* **Available data**
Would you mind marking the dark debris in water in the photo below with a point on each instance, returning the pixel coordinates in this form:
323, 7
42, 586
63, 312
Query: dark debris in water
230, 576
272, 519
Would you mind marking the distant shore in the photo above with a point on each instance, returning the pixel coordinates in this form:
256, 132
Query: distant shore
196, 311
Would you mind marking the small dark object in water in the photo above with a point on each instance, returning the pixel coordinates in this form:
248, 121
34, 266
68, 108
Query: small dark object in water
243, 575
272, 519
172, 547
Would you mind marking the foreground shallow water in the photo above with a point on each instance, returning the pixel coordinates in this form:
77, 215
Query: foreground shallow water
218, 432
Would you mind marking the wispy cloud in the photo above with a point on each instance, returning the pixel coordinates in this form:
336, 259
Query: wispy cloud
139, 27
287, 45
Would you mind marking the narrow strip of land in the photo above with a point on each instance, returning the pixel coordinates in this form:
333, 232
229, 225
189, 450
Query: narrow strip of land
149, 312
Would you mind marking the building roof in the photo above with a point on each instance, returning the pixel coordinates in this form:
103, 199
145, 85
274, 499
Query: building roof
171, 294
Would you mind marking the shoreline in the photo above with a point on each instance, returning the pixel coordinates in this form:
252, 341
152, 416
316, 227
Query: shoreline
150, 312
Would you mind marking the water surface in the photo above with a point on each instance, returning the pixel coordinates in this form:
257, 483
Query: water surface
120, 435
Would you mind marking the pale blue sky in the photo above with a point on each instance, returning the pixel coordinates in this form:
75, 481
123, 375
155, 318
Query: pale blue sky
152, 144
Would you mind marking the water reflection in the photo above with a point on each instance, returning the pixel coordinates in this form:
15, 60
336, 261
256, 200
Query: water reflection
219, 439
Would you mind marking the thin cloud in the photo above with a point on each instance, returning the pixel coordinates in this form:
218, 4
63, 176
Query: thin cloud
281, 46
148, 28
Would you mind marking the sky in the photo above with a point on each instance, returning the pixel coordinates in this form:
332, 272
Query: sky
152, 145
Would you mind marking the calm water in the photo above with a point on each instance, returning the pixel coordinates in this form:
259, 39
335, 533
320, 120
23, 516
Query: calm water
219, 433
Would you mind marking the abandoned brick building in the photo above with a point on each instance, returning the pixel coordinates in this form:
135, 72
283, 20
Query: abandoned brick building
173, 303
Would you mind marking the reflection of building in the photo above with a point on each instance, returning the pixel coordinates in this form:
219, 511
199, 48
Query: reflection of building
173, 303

--

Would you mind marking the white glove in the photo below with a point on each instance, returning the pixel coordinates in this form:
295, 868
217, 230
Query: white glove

* **Aim of the task**
All lines of the entries above where "white" turns up should be reported.

* **Solution**
Would you mind marking the white glove in the photo below with a point on each instance, returning the pixel coordinates in this form:
Query: white glove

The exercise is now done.